» **Task prompt**:
Extract every line of the records below and reproduce each one exactly, without the pictures.
--- start of Material for the task ---
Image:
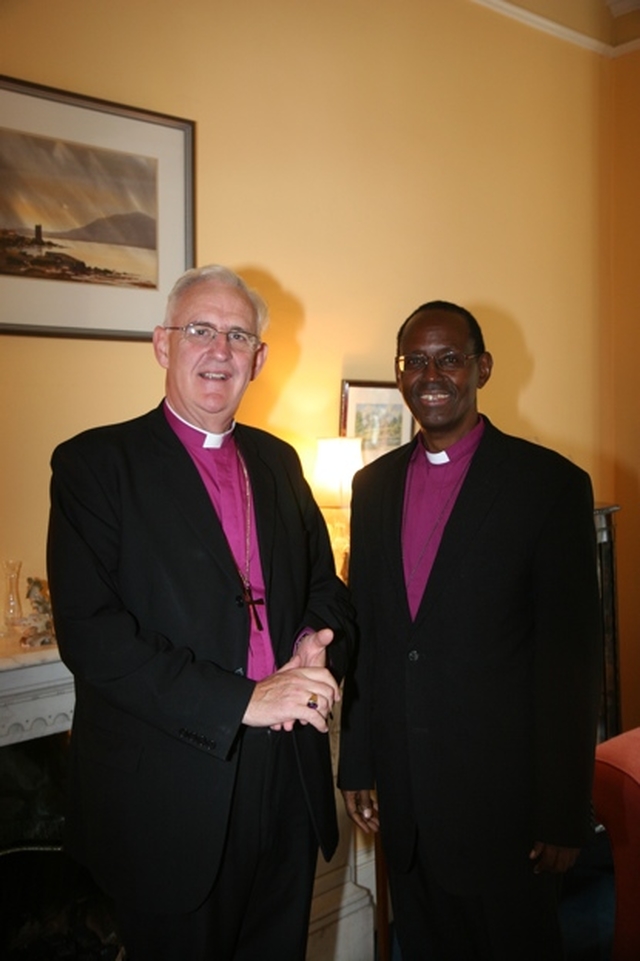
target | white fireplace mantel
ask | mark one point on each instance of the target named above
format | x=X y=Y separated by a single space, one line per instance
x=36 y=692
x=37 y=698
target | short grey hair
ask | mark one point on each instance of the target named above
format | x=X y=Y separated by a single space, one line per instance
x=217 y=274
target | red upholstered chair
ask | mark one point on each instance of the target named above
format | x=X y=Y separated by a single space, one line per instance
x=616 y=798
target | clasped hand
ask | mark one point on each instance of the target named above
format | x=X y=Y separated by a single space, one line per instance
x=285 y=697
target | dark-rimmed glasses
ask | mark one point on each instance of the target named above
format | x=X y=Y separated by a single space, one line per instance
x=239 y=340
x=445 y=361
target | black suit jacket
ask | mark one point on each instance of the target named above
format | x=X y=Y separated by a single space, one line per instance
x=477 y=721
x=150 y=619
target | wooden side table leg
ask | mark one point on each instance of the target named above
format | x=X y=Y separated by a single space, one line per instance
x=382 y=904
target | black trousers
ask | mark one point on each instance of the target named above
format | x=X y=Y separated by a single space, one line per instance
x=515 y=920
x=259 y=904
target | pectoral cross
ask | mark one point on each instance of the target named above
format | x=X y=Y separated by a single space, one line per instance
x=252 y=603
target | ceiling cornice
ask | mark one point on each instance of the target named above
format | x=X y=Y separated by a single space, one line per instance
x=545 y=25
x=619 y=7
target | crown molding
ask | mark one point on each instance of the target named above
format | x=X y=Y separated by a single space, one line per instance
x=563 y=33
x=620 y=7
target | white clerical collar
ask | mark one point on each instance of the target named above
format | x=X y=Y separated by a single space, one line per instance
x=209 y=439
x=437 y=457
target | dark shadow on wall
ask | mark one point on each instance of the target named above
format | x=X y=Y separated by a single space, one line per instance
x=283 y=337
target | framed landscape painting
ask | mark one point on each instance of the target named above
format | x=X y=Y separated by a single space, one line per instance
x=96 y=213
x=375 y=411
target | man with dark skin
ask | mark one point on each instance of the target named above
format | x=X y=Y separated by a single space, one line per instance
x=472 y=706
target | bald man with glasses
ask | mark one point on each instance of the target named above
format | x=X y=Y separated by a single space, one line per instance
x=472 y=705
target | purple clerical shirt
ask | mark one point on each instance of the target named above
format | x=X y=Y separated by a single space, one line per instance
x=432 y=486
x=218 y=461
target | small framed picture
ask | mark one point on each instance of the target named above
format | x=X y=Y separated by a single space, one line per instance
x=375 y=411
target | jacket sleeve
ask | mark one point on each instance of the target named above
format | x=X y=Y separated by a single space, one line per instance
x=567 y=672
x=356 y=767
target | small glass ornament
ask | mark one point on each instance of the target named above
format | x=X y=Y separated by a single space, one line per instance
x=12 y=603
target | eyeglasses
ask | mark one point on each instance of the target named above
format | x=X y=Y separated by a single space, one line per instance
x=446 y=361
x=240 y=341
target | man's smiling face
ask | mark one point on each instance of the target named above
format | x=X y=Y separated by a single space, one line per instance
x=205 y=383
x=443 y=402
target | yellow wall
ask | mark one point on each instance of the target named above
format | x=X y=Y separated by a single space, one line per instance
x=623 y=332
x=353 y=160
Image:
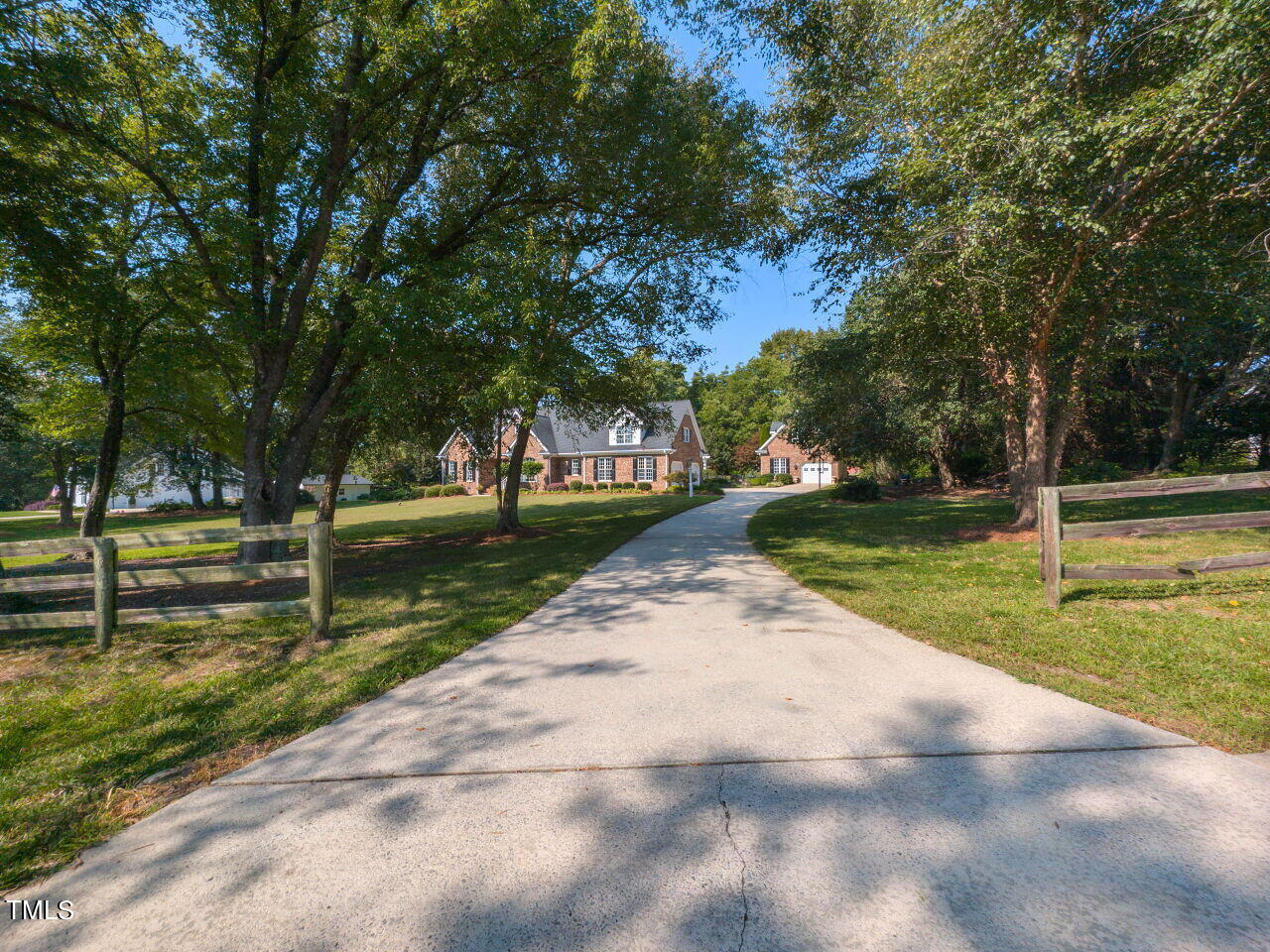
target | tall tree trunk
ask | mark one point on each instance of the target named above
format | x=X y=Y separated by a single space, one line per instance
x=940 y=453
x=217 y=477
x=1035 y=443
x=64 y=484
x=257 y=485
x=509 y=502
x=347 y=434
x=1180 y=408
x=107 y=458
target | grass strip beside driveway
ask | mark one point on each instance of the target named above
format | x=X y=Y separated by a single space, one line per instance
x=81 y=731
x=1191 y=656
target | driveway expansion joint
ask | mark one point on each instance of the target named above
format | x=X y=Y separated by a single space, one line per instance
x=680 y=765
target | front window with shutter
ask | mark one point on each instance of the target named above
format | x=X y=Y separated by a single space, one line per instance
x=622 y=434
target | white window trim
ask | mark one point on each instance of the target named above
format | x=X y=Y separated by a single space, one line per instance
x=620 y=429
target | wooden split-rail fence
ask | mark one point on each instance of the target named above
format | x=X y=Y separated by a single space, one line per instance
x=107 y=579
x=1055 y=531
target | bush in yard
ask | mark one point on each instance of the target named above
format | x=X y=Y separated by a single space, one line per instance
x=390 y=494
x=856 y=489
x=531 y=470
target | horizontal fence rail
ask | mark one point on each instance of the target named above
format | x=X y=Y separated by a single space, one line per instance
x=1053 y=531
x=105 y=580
--- end of Material for the task ---
» **Full response**:
Image:
target | white fireplace mantel
ask | mark one point on each instance of the target named above
format | x=X y=Y separated by a single space, one line per instance
x=36 y=692
x=37 y=698
target | short grey hair
ask | mark one point on each instance of the target named above
format | x=X y=Y separated by a single space, one line per instance
x=217 y=274
target | red upholstered chair
ask | mark one point on each instance of the target named above
format | x=X y=Y separated by a single space, one line per instance
x=616 y=798
target | clasped hand
ask | mark one point on each instance of the target named above
format | x=X y=Y separated by a single space, one line per instance
x=285 y=697
target | dark-rimmed glasses
ask | mark one point on each instance of the target named above
format | x=X y=Y separated by a single space, one line per instance
x=239 y=340
x=445 y=361
target | black suit jacket
ask | mark one point on each instance of the target named above
format | x=X y=Y separated by a single space, one line per instance
x=477 y=721
x=150 y=619
target | wooden side table leg
ask | mark one point on each instance of the target named above
format | x=X y=Y separated by a single space, one line per instance
x=382 y=904
target | black trousers
ask | mark one point on each instance of the target named above
format | x=X y=Y separated by a single space, one line per instance
x=515 y=920
x=259 y=904
target | pectoral cross
ask | mark one point on each instance of the target named above
format | x=X y=Y separated by a single space, one line per instance
x=252 y=603
target | ceiling cornice
ask | mark one point on each instance of the target named above
format | x=X y=Y separated by a single space, one line per instance
x=545 y=25
x=619 y=7
target | crown molding
ask | mark one point on each instance of the target named above
format | x=X y=Y separated by a single space, one line per instance
x=563 y=33
x=620 y=7
target | white clerical collar
ask | mark one point on each instance of the target named above
format | x=X y=Y separated by a single space, one line per instance
x=209 y=439
x=437 y=457
target | dark shadow on wall
ask | mark one point on each instance of the target named above
format | x=X y=Y separated by a single space, one line per instance
x=283 y=337
target | framed landscape painting
ask | mark one point on each instance of the target named above
format | x=X y=Y separated by a single space, one line per instance
x=96 y=213
x=375 y=411
target | man with dark skin
ask | mark one point on each instance of the target named above
format | x=X y=Y separated by a single space, one line per instance
x=472 y=706
target | bald man with glasses
ask | mark one point on each instance of the target named above
format | x=X y=Y separated by a single space, one line per instance
x=472 y=705
target | purple clerical shirt
ask | mark one point on each instance of the target named above
format | x=X y=Y separated by a single space, one line per instance
x=432 y=486
x=218 y=461
target | small framed picture
ask | mark one point on each instance of the target named above
format | x=X y=Y separated by a single space, one line per instance
x=375 y=411
target | jacket sleeve
ask | mark one point on each instance of the target named above
format | x=X y=Y separated by a single space, one line per instance
x=567 y=672
x=356 y=767
target | small glass ornament
ask | mark one point on each instance of the target named above
format | x=X y=Y separated by a single space, one line per instance
x=12 y=603
target | eyeglasses
ask | mark one point on each instance of the target named above
format | x=X y=Y separated by a single space, one line per instance
x=446 y=361
x=240 y=341
target | man's smiling face
ask | mark one point on each instance of the target named above
format | x=X y=Y separated by a single space, one line per instance
x=205 y=383
x=443 y=402
target | yellow wall
ask | mark one point on each instance of the target named above
format | x=X y=Y separated by a single space, one line per instance
x=623 y=332
x=353 y=160
Image:
target | tall tree trunk
ask | mark one point on each instance of the target named above
format | x=X y=Y separated by a single space, one line per instance
x=940 y=453
x=217 y=477
x=1035 y=443
x=64 y=484
x=257 y=485
x=509 y=502
x=347 y=434
x=1180 y=408
x=107 y=458
target | grass strip beside driveway
ask | mark one point on each instance of the target named above
format | x=X y=Y separated by a single space, one line per instance
x=81 y=731
x=1191 y=656
target | driveway expansion joint
ask | mark one point on each instance of the target named above
format | x=X y=Y separated by a single space, one line per instance
x=680 y=765
target | front window with shutter
ask | mark one point on each instance of the target named above
format | x=X y=Y separated by a single space, one line per instance
x=622 y=434
target | white window trim
ask | mark one point on each instance of the target named above
format | x=X y=Y separated by a single space, one line per instance
x=620 y=429
target | wooden split-rail fence
ask | mark one point on each instance of the target named above
format | x=X y=Y separated by a single space, one line per instance
x=107 y=579
x=1055 y=531
target | bush in yard
ask | mark one point on each instance of the target named above
format | x=X y=Y separated by a single space, one line per instance
x=390 y=494
x=856 y=489
x=531 y=470
target | horizontal fence rail
ask | mark one point on each instance of the target named above
format | x=X y=Y separated by a single space, one line per instance
x=1053 y=531
x=105 y=580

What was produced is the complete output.